GIVEN PROBLEM: In the records below, how many lines contain the string "ceiling"? Reply with the number only.

Entries from a pointing dataset:
□ □ □

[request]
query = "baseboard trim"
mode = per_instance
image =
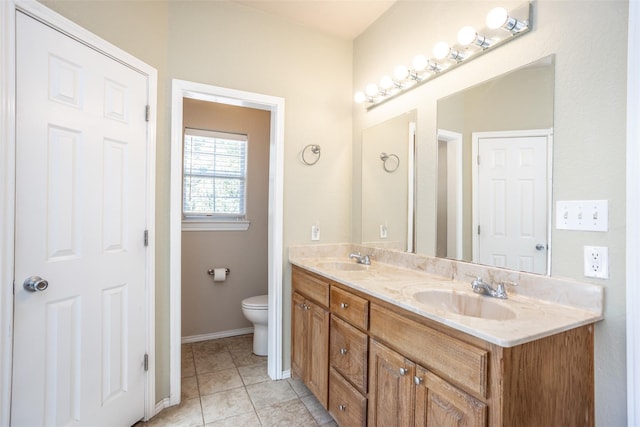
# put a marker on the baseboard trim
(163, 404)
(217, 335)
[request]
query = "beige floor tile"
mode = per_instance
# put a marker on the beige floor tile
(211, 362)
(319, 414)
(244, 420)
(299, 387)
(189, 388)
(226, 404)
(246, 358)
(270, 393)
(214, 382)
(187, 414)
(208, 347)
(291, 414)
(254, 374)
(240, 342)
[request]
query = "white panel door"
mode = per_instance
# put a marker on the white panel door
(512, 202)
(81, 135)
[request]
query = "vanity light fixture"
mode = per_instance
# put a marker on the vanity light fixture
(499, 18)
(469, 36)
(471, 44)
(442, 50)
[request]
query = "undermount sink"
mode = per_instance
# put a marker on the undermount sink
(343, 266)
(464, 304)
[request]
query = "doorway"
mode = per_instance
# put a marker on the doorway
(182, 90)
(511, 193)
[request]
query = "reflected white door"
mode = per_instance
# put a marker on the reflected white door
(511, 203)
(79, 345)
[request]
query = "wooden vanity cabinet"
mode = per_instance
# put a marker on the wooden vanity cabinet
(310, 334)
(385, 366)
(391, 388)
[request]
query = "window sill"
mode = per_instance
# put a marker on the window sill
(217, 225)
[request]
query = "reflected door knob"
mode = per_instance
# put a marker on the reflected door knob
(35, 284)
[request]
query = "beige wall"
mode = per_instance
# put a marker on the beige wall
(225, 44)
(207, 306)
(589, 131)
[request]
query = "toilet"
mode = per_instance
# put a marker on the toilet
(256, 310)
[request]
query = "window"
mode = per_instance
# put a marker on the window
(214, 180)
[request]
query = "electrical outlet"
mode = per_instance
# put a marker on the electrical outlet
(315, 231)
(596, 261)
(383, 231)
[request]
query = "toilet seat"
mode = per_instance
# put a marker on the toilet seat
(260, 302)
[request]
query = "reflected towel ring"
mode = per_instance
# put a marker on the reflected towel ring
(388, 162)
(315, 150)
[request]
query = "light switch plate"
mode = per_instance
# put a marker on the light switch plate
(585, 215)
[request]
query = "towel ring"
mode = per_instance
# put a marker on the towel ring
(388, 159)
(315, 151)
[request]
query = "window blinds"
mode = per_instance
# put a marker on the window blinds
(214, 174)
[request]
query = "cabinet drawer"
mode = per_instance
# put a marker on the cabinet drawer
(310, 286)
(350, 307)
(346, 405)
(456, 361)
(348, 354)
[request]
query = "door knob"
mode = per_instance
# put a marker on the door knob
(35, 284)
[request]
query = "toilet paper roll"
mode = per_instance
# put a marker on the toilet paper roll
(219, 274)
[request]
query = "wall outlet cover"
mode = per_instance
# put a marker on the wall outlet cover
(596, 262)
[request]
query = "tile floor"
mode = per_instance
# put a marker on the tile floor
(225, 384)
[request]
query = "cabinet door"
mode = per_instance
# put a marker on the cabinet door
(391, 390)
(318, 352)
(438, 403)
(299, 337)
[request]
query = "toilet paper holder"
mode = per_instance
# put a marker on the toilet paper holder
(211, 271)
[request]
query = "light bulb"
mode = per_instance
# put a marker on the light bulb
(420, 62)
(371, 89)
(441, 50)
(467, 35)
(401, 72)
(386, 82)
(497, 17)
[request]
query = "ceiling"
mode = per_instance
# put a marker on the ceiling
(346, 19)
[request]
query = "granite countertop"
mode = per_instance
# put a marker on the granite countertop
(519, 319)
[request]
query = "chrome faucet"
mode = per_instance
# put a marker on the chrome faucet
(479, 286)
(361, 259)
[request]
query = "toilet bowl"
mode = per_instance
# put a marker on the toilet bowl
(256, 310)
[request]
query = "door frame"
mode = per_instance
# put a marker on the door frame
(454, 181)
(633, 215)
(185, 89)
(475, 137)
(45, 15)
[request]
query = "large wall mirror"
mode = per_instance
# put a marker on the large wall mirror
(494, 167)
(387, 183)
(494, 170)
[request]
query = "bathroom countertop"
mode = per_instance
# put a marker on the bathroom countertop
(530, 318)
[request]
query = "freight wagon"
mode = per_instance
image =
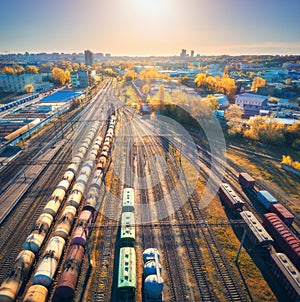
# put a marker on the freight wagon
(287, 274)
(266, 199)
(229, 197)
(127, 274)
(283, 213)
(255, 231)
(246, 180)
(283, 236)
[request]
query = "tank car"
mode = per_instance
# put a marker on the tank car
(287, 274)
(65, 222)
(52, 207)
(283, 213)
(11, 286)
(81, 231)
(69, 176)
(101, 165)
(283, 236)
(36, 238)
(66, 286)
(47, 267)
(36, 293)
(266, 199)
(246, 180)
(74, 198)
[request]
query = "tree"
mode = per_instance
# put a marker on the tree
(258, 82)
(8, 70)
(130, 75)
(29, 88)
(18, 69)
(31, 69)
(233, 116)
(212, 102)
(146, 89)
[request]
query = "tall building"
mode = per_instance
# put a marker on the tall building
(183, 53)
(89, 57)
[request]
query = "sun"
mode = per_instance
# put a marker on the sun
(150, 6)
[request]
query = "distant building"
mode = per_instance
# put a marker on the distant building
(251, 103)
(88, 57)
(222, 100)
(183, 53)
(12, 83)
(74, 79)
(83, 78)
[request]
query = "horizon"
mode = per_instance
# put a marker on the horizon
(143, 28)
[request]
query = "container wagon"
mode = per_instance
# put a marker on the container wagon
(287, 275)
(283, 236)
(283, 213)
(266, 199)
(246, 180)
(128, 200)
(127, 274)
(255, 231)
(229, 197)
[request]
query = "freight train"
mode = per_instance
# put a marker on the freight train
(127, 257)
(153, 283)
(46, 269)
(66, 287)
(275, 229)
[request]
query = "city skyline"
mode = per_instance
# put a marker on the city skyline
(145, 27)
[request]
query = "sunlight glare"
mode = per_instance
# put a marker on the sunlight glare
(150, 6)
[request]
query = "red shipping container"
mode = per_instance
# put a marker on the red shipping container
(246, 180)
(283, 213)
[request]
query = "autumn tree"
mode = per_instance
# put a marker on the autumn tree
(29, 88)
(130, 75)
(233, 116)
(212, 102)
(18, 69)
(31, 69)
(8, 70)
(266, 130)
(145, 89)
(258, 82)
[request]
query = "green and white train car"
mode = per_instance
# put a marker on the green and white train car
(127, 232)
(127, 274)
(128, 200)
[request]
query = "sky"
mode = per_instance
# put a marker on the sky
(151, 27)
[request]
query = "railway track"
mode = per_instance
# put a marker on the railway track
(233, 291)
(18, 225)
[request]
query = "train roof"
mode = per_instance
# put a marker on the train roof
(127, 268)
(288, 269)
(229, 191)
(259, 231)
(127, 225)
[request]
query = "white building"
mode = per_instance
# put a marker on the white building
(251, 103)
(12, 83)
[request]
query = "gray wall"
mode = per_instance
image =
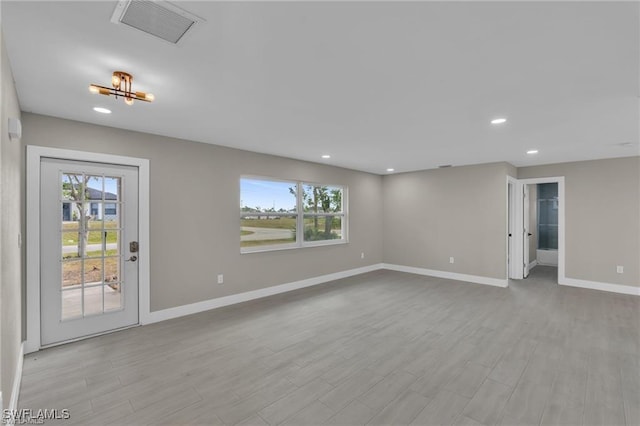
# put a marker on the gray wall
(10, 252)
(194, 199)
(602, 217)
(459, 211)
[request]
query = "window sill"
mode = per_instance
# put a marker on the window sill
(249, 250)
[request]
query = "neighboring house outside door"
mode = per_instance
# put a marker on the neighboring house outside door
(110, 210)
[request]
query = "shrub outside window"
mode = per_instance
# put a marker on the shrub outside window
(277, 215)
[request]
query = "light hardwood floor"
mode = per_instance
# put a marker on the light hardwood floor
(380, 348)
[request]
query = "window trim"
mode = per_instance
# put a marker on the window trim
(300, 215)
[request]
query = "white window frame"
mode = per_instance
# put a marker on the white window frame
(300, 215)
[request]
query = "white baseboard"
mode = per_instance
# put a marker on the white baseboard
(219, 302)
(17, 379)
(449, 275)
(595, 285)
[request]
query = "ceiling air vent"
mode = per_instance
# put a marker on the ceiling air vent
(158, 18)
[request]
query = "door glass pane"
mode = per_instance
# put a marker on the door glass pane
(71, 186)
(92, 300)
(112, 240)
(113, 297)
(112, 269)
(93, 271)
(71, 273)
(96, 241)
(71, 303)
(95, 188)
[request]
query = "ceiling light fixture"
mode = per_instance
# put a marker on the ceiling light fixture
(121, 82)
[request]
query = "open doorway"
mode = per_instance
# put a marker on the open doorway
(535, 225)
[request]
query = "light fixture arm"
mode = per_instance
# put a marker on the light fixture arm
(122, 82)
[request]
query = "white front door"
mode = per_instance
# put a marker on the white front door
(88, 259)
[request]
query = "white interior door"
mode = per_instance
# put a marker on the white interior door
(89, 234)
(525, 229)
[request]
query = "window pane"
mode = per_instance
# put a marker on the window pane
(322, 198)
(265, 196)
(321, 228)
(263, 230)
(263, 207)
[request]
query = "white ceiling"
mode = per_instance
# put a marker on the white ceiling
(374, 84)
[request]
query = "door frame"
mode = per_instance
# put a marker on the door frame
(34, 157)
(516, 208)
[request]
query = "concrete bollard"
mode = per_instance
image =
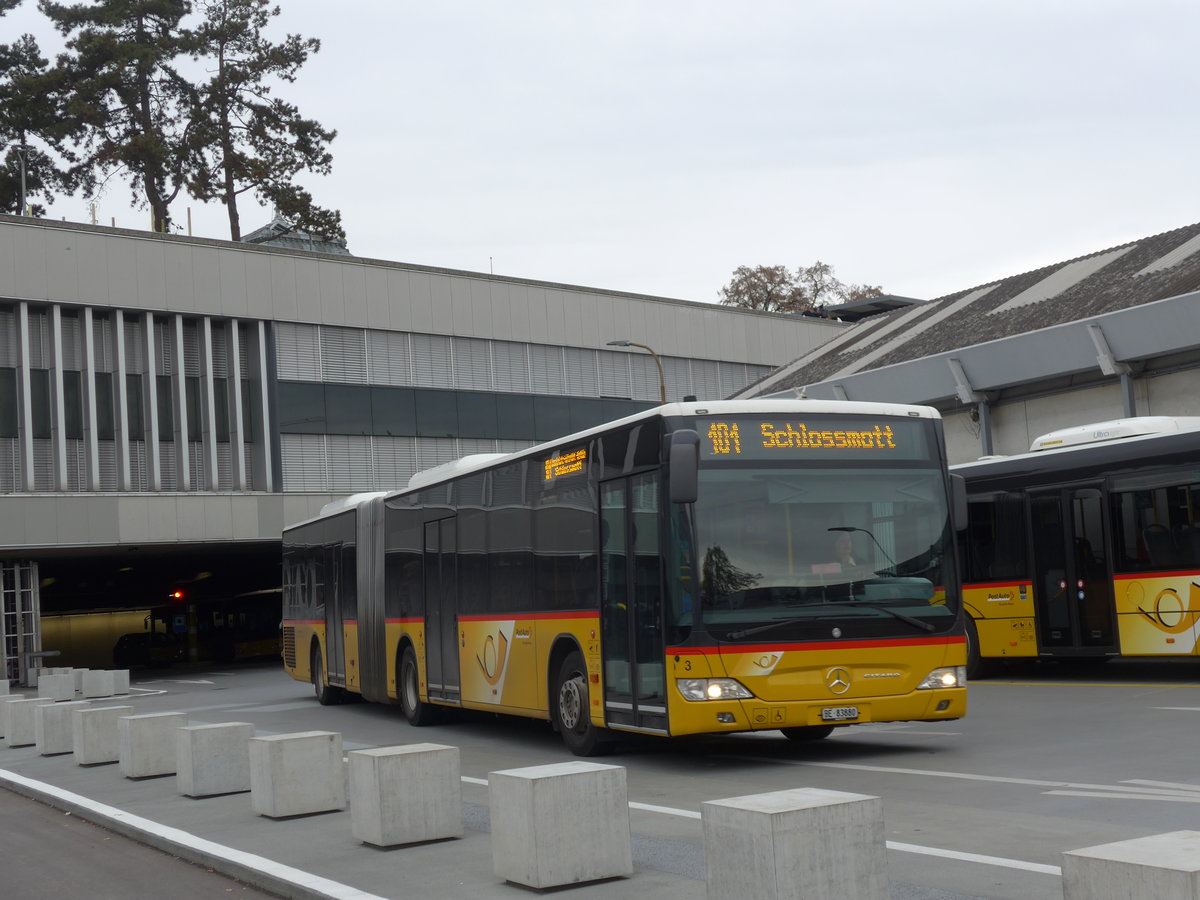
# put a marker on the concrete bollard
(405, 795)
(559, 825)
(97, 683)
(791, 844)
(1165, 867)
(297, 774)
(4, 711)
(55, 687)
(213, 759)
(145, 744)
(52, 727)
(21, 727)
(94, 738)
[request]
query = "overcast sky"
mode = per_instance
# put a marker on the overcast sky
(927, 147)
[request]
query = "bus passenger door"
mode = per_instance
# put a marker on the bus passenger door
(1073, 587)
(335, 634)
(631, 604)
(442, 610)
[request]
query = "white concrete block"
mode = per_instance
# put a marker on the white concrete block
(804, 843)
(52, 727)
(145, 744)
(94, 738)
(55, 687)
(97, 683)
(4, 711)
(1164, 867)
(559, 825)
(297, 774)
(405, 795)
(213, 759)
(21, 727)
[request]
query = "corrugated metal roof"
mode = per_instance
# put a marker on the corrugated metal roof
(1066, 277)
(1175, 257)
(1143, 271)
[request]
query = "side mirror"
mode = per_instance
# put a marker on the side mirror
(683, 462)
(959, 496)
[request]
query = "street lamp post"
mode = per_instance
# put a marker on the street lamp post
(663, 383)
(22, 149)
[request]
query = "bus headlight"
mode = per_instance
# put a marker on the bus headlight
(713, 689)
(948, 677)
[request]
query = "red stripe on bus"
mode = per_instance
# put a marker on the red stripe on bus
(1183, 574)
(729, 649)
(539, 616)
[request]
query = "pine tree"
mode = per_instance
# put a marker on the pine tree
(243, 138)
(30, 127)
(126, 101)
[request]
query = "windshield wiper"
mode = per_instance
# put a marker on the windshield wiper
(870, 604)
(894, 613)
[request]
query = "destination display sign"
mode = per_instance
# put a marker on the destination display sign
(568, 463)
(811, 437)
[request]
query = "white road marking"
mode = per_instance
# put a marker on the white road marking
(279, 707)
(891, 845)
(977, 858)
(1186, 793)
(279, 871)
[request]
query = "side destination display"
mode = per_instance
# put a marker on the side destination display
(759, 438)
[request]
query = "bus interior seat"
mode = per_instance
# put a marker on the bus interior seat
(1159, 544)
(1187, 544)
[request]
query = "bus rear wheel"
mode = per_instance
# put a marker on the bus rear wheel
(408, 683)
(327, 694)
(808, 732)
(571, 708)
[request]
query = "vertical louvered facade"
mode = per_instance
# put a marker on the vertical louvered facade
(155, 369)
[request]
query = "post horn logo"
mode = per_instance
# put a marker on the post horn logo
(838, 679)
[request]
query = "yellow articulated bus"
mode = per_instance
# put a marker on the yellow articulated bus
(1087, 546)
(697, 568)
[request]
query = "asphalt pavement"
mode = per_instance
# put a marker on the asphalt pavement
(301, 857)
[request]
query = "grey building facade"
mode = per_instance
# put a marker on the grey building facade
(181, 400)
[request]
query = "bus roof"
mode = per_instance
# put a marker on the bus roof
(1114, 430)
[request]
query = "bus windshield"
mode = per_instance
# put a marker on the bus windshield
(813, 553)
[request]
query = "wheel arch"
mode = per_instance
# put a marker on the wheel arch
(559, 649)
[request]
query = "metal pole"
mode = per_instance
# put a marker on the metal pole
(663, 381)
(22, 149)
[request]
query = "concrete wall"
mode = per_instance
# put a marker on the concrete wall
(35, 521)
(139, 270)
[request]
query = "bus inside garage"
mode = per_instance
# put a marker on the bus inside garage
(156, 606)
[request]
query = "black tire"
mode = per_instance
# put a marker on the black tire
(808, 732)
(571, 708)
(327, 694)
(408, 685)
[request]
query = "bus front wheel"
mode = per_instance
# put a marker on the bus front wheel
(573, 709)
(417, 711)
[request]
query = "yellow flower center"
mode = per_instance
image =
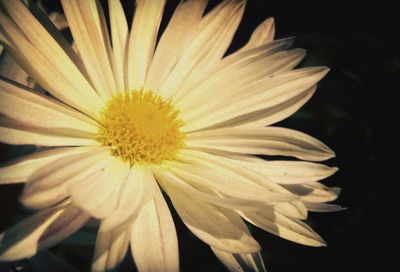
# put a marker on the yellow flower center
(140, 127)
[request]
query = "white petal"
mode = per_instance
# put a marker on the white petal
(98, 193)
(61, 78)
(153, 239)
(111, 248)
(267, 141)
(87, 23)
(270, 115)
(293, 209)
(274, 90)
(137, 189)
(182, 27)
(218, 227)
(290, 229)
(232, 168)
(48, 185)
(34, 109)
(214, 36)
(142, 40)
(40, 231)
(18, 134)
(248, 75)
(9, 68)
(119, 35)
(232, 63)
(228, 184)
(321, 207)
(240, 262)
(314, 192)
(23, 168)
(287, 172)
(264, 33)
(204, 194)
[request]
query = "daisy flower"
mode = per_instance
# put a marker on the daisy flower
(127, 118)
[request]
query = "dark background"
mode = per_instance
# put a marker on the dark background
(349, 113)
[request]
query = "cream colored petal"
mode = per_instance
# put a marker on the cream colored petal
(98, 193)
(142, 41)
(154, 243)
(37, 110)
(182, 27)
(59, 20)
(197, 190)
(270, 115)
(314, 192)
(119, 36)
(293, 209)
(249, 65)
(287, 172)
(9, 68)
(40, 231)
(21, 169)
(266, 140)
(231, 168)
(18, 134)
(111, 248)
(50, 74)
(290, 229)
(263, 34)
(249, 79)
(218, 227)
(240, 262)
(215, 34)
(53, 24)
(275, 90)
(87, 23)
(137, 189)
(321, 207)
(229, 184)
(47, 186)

□ □ □

THE SOLUTION: 8